··· Data section ···

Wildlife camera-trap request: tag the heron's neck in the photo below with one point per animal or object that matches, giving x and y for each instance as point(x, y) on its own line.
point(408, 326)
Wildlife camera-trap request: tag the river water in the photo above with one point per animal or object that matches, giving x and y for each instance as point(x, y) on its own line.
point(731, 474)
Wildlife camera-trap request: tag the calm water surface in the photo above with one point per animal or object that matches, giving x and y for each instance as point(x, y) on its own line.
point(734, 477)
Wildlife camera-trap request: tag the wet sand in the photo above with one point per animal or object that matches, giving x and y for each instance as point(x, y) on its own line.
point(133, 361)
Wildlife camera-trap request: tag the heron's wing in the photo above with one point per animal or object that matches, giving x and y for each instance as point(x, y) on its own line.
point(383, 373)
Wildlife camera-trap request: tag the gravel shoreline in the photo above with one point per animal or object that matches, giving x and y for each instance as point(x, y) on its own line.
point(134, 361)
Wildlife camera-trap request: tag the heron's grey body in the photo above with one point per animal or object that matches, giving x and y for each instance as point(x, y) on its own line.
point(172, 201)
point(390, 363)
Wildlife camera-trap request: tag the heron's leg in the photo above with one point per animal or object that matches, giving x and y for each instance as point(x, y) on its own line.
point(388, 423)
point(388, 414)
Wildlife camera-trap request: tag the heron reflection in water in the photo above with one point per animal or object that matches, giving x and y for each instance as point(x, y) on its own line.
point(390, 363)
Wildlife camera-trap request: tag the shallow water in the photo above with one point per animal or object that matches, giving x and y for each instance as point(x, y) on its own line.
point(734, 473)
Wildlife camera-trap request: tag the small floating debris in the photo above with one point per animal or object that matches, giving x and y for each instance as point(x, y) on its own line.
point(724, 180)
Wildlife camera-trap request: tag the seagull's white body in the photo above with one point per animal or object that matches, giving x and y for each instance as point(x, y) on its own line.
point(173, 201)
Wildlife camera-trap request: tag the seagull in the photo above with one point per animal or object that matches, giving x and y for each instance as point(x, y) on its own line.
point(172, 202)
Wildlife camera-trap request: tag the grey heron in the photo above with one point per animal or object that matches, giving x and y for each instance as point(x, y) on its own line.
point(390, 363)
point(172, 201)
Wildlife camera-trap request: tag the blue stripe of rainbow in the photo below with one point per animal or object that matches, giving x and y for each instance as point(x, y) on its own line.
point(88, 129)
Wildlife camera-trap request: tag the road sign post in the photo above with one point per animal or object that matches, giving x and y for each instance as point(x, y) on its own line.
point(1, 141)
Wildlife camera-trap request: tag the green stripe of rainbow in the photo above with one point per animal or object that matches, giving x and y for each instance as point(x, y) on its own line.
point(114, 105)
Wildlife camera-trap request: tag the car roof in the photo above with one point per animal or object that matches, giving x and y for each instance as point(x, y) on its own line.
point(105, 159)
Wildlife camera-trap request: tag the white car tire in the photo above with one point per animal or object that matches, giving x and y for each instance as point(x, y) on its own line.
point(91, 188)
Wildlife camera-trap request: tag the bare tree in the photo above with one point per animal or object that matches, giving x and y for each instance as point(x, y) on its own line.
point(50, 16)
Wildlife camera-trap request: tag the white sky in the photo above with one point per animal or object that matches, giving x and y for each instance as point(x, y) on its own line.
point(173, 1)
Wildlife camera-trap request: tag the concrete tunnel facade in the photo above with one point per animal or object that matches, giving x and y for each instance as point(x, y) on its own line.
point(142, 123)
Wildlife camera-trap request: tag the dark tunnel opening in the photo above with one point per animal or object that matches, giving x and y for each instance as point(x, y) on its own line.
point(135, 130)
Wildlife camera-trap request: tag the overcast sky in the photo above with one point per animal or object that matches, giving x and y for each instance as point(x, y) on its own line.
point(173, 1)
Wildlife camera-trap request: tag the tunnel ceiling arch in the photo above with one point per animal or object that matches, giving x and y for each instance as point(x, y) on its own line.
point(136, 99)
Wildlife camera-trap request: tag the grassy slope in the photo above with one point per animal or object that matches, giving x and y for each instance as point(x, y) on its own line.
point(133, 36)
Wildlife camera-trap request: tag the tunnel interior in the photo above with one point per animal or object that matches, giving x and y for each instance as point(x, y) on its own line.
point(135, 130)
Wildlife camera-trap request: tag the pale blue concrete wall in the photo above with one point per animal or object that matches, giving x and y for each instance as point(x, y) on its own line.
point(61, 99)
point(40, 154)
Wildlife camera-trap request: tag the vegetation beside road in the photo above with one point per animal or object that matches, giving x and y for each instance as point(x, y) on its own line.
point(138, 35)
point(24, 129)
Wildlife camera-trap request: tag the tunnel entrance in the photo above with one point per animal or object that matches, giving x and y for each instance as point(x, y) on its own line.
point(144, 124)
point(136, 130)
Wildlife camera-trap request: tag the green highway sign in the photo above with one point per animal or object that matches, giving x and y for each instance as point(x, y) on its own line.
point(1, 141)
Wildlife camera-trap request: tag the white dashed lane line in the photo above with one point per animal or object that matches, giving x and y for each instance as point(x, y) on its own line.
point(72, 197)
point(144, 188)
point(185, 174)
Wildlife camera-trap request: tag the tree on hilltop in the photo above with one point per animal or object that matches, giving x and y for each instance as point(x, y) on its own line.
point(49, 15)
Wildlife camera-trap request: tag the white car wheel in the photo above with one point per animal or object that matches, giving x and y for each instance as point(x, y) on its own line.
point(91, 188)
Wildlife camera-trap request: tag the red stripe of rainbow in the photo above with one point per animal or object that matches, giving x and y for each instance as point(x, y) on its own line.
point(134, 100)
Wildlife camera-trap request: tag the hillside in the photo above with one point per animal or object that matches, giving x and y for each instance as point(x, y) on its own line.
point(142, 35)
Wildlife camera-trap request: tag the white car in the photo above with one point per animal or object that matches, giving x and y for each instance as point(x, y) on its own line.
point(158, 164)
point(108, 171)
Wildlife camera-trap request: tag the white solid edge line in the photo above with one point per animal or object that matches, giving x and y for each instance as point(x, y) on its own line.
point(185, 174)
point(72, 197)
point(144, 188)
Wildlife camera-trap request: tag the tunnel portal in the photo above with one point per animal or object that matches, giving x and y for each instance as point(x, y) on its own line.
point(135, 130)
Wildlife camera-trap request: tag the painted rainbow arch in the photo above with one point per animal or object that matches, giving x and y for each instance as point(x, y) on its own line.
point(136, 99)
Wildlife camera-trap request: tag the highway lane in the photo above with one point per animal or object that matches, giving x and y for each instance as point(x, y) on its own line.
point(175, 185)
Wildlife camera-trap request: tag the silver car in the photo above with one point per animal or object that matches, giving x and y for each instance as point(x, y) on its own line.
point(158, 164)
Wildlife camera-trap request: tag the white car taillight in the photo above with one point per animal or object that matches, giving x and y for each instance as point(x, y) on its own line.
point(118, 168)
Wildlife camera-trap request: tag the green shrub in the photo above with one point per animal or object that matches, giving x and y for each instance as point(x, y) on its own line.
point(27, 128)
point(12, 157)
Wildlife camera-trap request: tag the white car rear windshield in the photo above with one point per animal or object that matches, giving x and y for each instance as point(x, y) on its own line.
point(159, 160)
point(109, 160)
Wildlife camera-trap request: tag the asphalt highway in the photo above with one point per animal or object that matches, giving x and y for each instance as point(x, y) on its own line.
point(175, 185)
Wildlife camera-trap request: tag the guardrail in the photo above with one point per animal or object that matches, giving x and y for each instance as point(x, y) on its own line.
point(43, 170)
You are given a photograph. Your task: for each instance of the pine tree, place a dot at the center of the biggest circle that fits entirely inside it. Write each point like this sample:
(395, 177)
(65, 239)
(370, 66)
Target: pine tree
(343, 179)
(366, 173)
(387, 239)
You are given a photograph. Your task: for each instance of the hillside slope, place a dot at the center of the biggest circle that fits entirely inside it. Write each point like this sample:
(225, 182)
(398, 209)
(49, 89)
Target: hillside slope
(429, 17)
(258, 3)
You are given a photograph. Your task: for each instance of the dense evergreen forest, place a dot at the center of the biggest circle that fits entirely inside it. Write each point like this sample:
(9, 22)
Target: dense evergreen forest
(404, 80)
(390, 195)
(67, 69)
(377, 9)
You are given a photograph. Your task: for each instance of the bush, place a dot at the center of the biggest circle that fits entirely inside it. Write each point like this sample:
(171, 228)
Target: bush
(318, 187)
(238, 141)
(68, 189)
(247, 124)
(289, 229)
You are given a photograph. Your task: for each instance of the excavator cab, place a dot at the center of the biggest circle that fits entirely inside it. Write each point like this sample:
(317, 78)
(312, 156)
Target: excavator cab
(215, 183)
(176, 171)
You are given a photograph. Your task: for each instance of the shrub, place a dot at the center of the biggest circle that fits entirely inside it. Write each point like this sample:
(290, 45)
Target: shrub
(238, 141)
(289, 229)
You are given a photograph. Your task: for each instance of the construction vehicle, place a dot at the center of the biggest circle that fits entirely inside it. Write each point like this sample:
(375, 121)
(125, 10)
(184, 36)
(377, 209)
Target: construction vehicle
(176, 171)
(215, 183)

···

**Problem to work on:** Please find each line in the records above that holds the word "task", and copy it.

**Completed exercise:**
You are given a photograph. Your task: for each instance of the pine tree, place a dot at the center of the biggest circle that fits entirely inside it. Write each point like this sample:
You are given a photograph. Your task: for each instance of the hillside slope, place a dot at the center of the biggest circle that fits entirely inside it. Write each point like this sample:
You are given a photograph. Your task: for each instance of the dense evergreen forest, place a dot at the center of the biggest circle that fits entirely inside it. Write each point like this sample:
You are given a photograph. Your task: for each instance of the bush, place a dot at the center of the biggest circle that fits entirely inside it. Write each point like this sample:
You are given a photograph. Your task: for each instance of the excavator cab, place a dot at the center of the biggest circle that fits entirely inside it. Write each point like this sample:
You are given a photograph. Your task: for each instance of the shrub, place a dot at the center of the biggest circle that fits entirely inside it. Write each point like this sample:
You are given a photograph. Your task: for each instance of the construction vehicle, place a dot at the center of the biggest circle that fits entirely inside it. Write each point like this sample:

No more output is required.